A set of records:
--- begin ---
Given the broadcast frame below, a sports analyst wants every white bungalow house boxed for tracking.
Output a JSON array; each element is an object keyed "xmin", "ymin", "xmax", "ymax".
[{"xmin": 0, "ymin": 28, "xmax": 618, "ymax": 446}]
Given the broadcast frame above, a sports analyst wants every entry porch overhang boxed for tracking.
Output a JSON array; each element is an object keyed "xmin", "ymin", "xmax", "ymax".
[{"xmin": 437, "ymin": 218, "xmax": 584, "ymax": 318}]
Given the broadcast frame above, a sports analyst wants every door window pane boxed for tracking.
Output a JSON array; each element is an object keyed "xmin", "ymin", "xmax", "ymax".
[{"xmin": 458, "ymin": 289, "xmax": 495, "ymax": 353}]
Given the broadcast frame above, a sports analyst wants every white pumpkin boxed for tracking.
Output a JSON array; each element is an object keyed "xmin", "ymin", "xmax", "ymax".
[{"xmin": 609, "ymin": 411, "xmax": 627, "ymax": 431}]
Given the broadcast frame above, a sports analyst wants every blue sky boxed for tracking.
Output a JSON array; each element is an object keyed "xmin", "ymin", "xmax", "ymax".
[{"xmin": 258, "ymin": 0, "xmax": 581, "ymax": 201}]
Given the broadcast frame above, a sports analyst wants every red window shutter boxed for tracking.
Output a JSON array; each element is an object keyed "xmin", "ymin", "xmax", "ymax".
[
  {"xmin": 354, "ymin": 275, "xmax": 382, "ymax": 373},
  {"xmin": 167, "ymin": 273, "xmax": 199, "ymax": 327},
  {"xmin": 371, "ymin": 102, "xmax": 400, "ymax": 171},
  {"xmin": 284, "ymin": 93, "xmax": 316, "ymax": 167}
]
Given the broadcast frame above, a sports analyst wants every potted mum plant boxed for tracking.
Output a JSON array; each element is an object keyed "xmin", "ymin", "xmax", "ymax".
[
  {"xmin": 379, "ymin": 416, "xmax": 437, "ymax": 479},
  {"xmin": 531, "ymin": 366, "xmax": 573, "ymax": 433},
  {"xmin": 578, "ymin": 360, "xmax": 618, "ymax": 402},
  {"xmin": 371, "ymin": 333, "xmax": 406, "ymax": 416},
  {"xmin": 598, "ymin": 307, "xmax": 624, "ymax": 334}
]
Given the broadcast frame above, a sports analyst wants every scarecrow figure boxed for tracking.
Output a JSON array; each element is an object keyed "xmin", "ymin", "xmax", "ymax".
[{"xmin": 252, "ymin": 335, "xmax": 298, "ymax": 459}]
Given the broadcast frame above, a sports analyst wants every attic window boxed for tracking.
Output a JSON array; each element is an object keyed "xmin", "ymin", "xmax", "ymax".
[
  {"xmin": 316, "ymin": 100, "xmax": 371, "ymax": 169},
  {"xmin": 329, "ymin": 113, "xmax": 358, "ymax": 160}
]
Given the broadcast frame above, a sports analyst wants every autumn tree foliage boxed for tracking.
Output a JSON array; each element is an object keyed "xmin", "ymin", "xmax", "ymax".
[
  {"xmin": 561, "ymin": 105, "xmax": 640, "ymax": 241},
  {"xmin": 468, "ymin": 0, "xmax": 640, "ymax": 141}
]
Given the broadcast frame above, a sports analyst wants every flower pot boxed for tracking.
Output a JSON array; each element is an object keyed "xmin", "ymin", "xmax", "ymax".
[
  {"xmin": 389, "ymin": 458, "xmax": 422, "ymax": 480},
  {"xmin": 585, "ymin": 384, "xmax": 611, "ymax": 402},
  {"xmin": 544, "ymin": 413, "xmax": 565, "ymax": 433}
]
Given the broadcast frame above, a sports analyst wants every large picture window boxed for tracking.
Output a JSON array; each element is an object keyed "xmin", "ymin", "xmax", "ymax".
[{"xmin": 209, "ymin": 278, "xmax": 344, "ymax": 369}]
--- end ---
## Description of the task
Starting at the line containing "attic window boxed for tracking." and continuing through the end of the records, reproduce those lines with "sports analyst" renamed to "match reviewer" and everything else unchanged.

## In response
Given the broadcast frame above, a match reviewer wants every attic window boxed for tracking.
Output a JSON array; each element is an object keyed "xmin", "ymin", "xmax", "ymax".
[
  {"xmin": 316, "ymin": 100, "xmax": 371, "ymax": 169},
  {"xmin": 329, "ymin": 113, "xmax": 358, "ymax": 160}
]
Given the broadcast frame above, a match reviewer wants every autumn tree foliage boxed for tracking.
Output a JSON array; each element is an object keyed "xmin", "ymin", "xmax", "ymax".
[
  {"xmin": 561, "ymin": 105, "xmax": 640, "ymax": 241},
  {"xmin": 468, "ymin": 0, "xmax": 640, "ymax": 141}
]
Given the broadcast frame above, a match reviewer wants every flower pot boxed for tracking.
Output a JSON array; each element is an object keyed "xmin", "ymin", "xmax", "ymax".
[
  {"xmin": 389, "ymin": 458, "xmax": 422, "ymax": 480},
  {"xmin": 585, "ymin": 384, "xmax": 611, "ymax": 402},
  {"xmin": 544, "ymin": 413, "xmax": 565, "ymax": 433}
]
Given the broadcast frame above, a match reviewer wants every large picture window boxed for tracking.
Output a JSON array; each element is an object keyed "xmin", "ymin", "xmax", "ymax".
[{"xmin": 209, "ymin": 278, "xmax": 344, "ymax": 369}]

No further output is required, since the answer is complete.